- _What you will do_: Please put everything from the line containing "I would appreciate it if you could identify the csx" down to the last line of the entries into a numbered list, both ends included and blank lines left out.
=== Task material ===
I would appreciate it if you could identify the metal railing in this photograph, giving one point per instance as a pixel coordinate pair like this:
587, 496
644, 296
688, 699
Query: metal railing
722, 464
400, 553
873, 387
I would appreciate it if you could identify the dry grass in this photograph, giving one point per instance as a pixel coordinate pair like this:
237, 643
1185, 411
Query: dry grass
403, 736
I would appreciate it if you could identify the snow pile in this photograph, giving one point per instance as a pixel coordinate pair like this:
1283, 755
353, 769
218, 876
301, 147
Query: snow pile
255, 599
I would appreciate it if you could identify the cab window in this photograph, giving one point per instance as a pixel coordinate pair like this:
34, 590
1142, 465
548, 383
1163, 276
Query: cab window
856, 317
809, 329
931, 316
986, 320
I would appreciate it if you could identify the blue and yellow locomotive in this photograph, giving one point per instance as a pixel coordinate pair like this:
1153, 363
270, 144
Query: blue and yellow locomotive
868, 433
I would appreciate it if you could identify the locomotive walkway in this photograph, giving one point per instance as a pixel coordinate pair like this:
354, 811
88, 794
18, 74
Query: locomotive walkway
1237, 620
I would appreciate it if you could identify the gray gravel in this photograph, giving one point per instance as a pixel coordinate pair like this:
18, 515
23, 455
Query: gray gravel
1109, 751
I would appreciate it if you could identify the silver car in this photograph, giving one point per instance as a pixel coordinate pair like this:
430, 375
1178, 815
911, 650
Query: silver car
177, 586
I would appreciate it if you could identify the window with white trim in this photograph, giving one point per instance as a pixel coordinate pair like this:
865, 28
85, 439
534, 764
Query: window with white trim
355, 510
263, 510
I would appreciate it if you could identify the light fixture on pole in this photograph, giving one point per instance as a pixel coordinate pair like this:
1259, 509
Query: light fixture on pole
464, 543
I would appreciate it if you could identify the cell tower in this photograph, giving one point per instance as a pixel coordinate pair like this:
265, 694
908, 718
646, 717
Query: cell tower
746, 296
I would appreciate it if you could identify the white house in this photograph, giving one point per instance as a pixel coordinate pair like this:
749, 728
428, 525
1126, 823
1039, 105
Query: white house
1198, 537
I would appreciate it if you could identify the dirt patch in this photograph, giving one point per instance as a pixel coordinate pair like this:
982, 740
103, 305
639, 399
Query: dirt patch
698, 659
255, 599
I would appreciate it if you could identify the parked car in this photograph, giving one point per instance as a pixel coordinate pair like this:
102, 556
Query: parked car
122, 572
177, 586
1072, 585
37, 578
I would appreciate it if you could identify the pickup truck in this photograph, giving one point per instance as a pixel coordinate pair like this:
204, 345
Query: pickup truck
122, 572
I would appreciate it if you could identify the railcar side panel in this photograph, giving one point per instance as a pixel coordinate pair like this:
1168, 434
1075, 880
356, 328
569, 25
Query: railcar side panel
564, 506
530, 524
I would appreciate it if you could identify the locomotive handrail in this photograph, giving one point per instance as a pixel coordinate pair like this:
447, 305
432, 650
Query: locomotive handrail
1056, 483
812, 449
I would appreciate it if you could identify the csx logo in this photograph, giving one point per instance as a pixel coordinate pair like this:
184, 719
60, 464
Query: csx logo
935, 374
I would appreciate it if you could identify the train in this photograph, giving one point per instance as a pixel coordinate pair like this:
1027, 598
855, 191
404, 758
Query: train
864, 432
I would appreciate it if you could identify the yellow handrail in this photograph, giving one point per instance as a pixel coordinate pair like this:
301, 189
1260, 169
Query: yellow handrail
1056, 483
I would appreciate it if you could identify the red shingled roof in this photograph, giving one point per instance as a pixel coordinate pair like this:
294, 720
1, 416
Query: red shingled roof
===
- _Response for this exercise_:
1. I would appreciate it if you could identify the csx logo in this photograph, giving one point per instance as a pixel coordinate pair like this:
2. 184, 719
3. 60, 464
4. Query: csx logo
5. 935, 374
6. I would appreciate it if you could identify the train in this photograph, giving one point per instance as a pixel coordinate pair like this:
7. 1027, 598
8. 855, 191
9. 404, 758
10. Query: train
11. 864, 432
12. I would appreciate it if you could identify the yellow handrail in this photograph, giving one point per instance as a pixel coordinate pair like this:
13. 301, 189
14. 1260, 169
15. Query: yellow handrail
16. 1056, 483
17. I would appreciate it if you could identify the red shingled roof in this photograph, giving one point per instance as a pixel coordinate pair like this:
18. 294, 720
19. 1, 416
20. Query: red shingled roof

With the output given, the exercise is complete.